[Data for the task]:
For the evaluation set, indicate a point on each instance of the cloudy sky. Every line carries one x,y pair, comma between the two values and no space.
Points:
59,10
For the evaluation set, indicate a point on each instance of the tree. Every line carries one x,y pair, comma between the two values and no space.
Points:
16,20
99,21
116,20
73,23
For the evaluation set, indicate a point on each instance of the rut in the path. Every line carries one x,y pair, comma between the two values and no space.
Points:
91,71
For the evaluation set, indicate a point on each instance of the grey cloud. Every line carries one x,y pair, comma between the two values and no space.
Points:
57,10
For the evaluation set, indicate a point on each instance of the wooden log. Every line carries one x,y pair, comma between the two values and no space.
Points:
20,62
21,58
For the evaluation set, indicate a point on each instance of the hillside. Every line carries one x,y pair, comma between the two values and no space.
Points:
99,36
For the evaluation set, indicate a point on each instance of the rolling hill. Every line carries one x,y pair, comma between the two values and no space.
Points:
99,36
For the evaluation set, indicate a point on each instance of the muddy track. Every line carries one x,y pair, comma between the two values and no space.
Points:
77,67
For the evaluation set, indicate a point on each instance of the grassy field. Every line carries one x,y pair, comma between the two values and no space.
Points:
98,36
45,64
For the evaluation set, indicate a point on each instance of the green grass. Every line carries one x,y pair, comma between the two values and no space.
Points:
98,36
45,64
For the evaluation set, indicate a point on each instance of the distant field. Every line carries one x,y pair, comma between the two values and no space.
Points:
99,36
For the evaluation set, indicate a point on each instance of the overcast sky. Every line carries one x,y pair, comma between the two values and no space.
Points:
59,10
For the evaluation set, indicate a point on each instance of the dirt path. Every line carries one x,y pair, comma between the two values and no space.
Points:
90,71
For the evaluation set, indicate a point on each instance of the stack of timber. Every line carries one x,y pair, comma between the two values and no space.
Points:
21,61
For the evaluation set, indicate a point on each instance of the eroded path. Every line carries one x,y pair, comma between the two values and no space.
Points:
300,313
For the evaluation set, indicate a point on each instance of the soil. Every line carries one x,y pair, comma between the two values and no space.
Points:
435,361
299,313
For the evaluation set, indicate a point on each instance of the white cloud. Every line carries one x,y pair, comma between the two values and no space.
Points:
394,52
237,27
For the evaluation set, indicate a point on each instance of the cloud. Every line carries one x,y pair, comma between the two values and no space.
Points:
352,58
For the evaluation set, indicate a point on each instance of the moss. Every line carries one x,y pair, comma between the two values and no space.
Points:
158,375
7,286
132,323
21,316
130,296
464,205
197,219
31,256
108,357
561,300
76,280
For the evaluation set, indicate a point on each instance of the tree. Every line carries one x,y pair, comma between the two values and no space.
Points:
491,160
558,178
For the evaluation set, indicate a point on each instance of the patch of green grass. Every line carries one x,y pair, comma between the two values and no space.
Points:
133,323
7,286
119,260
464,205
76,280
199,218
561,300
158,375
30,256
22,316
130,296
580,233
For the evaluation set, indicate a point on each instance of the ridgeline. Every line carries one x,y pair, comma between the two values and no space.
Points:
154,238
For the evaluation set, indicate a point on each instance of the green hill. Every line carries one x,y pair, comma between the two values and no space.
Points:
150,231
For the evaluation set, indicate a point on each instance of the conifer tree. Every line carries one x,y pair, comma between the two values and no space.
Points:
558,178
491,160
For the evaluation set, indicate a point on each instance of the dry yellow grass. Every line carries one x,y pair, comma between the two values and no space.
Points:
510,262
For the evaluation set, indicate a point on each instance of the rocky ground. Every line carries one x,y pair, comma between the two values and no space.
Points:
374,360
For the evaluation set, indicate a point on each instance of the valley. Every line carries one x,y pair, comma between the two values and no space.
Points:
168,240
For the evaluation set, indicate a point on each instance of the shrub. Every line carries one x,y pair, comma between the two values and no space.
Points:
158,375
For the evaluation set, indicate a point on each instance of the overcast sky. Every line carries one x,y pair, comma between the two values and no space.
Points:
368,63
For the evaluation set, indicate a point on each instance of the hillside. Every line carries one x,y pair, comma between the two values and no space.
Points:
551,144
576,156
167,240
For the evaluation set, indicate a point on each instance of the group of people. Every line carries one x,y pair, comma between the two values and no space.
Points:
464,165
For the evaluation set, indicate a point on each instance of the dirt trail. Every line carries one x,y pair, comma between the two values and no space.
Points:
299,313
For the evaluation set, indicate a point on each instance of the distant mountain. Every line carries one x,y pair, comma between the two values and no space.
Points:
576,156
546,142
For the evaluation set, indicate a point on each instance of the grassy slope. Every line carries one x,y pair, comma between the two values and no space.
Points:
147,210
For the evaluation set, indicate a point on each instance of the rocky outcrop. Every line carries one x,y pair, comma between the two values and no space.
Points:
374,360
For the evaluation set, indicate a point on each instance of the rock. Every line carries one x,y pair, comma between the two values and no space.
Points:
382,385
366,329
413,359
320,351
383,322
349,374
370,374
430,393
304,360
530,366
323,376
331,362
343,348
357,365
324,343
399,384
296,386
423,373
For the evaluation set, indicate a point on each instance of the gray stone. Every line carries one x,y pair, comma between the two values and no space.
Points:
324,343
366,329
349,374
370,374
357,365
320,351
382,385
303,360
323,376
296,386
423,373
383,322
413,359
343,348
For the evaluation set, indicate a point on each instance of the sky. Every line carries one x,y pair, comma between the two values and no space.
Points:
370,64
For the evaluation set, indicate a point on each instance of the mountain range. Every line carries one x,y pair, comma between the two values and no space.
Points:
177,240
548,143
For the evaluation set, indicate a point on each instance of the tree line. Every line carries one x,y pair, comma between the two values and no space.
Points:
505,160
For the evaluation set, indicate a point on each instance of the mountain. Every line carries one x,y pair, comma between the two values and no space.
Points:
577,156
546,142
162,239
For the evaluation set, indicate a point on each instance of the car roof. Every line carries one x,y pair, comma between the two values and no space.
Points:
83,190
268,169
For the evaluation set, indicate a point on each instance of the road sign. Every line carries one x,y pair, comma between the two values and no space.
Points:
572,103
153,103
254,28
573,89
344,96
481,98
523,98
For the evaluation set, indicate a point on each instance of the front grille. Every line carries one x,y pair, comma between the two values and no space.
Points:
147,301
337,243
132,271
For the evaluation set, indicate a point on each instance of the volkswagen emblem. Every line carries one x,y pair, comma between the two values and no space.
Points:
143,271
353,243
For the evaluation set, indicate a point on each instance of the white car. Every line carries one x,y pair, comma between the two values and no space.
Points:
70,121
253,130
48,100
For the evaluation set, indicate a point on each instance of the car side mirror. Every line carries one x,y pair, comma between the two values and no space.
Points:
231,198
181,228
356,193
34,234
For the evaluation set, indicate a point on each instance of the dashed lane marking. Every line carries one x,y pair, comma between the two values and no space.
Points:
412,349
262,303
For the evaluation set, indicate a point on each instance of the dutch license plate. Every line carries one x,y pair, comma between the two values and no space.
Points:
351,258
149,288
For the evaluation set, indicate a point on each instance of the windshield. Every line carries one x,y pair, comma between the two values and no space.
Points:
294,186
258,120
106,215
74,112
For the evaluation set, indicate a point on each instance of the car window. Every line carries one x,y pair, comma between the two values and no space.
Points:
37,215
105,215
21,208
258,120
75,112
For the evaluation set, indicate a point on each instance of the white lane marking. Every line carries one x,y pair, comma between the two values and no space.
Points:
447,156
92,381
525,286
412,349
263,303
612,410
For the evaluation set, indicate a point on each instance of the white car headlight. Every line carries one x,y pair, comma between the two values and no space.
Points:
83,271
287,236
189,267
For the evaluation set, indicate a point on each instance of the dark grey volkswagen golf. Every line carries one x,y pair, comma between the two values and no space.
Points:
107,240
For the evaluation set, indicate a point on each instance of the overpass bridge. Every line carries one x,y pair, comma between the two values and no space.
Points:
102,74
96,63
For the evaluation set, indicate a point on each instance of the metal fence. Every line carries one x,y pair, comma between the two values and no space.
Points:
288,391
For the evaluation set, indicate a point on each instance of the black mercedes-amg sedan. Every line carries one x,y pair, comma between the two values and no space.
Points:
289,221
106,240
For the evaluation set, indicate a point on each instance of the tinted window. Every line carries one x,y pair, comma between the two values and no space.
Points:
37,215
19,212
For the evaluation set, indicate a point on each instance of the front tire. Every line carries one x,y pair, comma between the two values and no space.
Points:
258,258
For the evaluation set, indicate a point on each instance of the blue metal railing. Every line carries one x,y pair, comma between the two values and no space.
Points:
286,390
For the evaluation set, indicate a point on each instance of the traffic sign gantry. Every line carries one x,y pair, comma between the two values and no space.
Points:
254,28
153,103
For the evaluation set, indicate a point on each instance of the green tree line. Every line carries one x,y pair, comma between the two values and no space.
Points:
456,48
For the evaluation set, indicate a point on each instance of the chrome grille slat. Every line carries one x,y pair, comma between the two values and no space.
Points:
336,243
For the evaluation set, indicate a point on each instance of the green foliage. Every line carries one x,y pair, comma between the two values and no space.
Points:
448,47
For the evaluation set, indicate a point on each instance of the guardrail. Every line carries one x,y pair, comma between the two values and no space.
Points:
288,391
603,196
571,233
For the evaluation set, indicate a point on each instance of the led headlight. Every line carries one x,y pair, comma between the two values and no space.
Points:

[Aim]: Starting with the line that contains "of the traffic", repeat each line through the last one exactly as it appears. Include both ends and nothing more.

[The response]:
For the evaluation set, indicate a point on each instance of the traffic sign gantry. Every line carries one x,y pair, comma between the two values and no space.
Points:
254,28
153,103
For the evaluation set, indicate a point on each instance of the green tree line. Every line carries one x,y pair, comma between the two values and no space.
Points:
456,48
For the evaluation set, indicate a point on each instance of the chrome grille slat. Every line carries one x,y pair, comma between the two values and no space.
Points:
336,243
For the evaluation set, indicate a point on each instance of the green foliage. Every line carries one x,y pair, comma between the two values and no space.
Points:
448,47
For the evaluation set, indicate a point on each instance of the guardrail. Every line carries one x,y pair, comma between the two values and no space.
Points:
288,391
603,196
571,233
For the evaluation set, indicate a point on each instance of the led headlight. Every line carries one x,y pair, comma between the two values and no space.
Points:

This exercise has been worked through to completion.